— DATASET EXCERPTS —

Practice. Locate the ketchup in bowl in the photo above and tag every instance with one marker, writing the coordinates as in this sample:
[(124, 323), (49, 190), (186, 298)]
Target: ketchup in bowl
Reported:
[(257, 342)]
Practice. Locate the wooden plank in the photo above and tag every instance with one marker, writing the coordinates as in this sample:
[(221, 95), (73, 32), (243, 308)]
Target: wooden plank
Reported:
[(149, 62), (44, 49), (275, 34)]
---
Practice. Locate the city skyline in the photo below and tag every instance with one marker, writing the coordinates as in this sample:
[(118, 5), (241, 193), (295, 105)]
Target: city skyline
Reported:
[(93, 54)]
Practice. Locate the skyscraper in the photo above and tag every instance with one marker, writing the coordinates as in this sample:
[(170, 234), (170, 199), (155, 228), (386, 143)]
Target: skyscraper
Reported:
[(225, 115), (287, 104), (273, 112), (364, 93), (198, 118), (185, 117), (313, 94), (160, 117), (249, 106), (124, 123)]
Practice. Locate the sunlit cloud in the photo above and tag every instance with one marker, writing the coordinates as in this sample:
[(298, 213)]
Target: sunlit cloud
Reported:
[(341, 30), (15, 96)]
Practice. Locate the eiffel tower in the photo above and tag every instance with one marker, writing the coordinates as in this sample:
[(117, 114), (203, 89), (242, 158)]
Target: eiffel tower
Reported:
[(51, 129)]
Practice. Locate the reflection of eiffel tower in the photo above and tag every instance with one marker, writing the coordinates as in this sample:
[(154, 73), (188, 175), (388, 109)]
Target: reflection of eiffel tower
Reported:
...
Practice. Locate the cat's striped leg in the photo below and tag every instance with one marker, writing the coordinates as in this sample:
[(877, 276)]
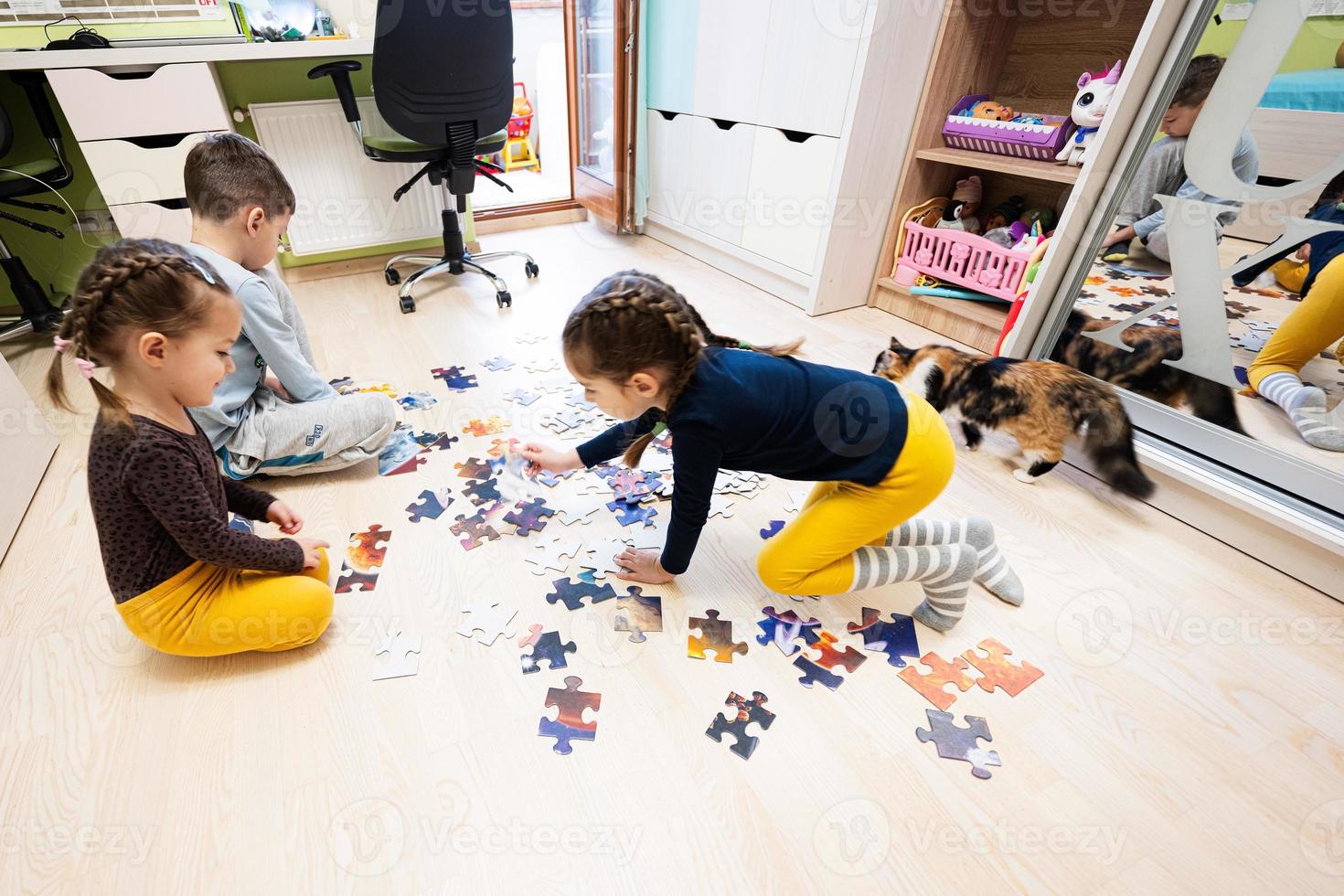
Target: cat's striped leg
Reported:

— TO DO —
Across the listing above, find all lines where the word "Target" is present and copy them.

— WRITTEN SOLUTION —
Target: ketchup in bowl
Target: wooden plank
Target: city skyline
Target: skyscraper
Target: sunlit cloud
Target: eiffel tower
Target: reflection of eiffel tower
Target: cat's striped leg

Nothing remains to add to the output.